_PROBLEM A_
Decide whether each statement agrees with the article on the college closure, answering yes or no and quoting the exact words from the article that settle it. (i) Students who stay on campus must move to Binz Hall. (ii) Jorge Ramirez is an exchange student from Brazil. (iii) The writer is two months away from graduation.
_PROBLEM B_
Carry on the article about the Loras College closure past its last paragraph.

College closure: An international perspective
By Gatien Delaunay
The word “Coronavirus” is on everyone’s lips and is now affecting our daily lives. People are calling their families and starting to pack. By Friday, Mar. 20, most Loras students will be back home trying to stay away from the COVID-19. However, not all of them will have the opportunity to do so.
Loras College is also the home for several international students, and some of them come from far away countries such as Colombia, Brazil, Ghana, and France. They are unable to go back home.
I am not writing this article as a feature writer and columnist for the Lorian but as one of the international students who will have to stay on campus for an undetermined period. It isn’t very easy to make sense of what is happening right now, it is simply too early.
Upon hearing this announcement, both emotions and questions follow one another. Will this situation last until the end of the semester? Will we be able to stay on campus until then or be obliged to go back home?
Students remaining on campus will have to move to Binz Hall and agree to not leave the Dubuque area. This is the deal we were given and I feel angry and sad to have to cope with it so far away from my friends and family. However, I understand the situation and accept it because the main reason Europe is struggling so much is because this threat was taken lightly.
Given how fast the virus spreads, every day counts, and making a decision even one week late can have terrible consequences. Now some countries in Europe are paying the price. In my home country, France, time seems to have stopped and inhabitants will be in confinement. Making this kind of decision before the virus arrived would have been the best way to prevent it — or at least reduce its impact. My main concern is to know if I would have to go back to France, which is unideal given their current situation, and I don’t know if I will be able to come back to the U.S. after that. Two months away from graduation, the seniors – including myself – are heavily concerned.
“It is something that has no precedents in the history of human kind,” said senior Jorge Ramirez, an exchange student from Colombia. “We are talking about a virus that is affecting literally every single person on earth. The younger generations will come out of this stronger, and everything will be put in place again.”
“As an international student, you always worry about your family members who are nowhere near you, but it is important to pray for their well-being and hope everything is over quick. Mentally, we all need to be stronger in times like this. I’m very sad my senior year had to end like this,” Ramirez concluded.

_DATA SECTION_

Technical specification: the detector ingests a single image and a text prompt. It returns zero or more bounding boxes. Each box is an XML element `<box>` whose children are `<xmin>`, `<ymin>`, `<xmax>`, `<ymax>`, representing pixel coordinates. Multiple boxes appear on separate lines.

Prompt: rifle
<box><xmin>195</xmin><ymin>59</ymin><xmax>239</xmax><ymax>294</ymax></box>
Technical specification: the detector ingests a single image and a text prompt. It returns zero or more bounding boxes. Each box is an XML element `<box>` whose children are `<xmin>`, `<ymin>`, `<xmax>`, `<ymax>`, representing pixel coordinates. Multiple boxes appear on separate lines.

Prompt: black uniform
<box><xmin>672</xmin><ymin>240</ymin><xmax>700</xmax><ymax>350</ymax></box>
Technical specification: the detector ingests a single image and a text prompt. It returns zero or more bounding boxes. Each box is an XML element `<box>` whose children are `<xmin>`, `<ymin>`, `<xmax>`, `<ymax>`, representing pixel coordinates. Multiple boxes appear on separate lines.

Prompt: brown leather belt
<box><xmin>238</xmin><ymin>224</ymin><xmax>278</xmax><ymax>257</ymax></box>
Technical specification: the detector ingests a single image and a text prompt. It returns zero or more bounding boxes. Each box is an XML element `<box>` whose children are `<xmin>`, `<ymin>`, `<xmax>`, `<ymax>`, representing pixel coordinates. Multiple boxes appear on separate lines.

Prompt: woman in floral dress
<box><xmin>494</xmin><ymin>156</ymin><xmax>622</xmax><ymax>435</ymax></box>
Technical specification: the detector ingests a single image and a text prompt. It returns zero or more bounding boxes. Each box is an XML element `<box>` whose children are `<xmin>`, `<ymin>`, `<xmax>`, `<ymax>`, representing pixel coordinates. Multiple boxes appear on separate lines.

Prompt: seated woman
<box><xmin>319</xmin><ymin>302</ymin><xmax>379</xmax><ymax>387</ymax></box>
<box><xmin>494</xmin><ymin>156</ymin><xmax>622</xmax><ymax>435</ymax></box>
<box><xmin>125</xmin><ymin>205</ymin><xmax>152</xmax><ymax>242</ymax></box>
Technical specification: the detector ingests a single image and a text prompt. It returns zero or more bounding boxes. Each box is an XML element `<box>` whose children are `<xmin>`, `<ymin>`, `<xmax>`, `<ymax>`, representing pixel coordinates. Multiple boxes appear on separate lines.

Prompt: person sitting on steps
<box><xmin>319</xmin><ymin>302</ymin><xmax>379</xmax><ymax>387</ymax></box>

_WRITTEN REPLY A_
(i) Yes: "Students remaining on campus will have to move to Binz Hall and agree to not leave the Dubuque area."
(ii) No: "senior Jorge Ramirez, an exchange student from Colombia"
(iii) Yes: "Two months away from graduation, the seniors – including myself – are heavily concerned."

_WRITTEN REPLY B_
He and his current roommates will be renting an Airbnb in Galena for a month, waiting to find out if Loras College is closing for the semester. Juniors Juan Arias and Juan Caicedo, also students from Colombia, expressed their concerns about staying at Binz Hall. They both currently live in LMAC, and even though they appreciate the offer made to international students to stay on campus, they don’t understand why they would have to move to Binz, where there is only one kitchen for everybody.
“I think transferring us to Binz is not the best decision because of the moving in, and most importantly, our alimentation,” Arias said. “It’s good that they are letting us stay, but it’s not the best location at all.”
Caicedo decided to go to Chicago as he has some family over there. Arias, for his part, remains undetermined.
I am not only speaking as an international student but also as a senior student. Many people are in the same situation and ask the question: will we be able to walk across that stage at graduation and show the community our accomplishments? The answer remains uncertain. We may also have to say goodbye to some people we have grown to love and cherish throughout our studies at Loras College.
We certainly thought that things would end a different way, we don’t deserve this. It is unfair, but at the same time we know that such drastic measures are indispensable given the current situation. It’s a mix of conflicting feelings and thoughts that come through my mind and the minds of many other students, whether they are international or not, whether they seniors or not. The only thing we can do right now is wait, accept, and respect the measures taken. Let’s hope that this virus is not going to end our fantastic adventure at Loras College prematurely.
To all the people I have met and got to know during my years here, I love you and wish you all the best.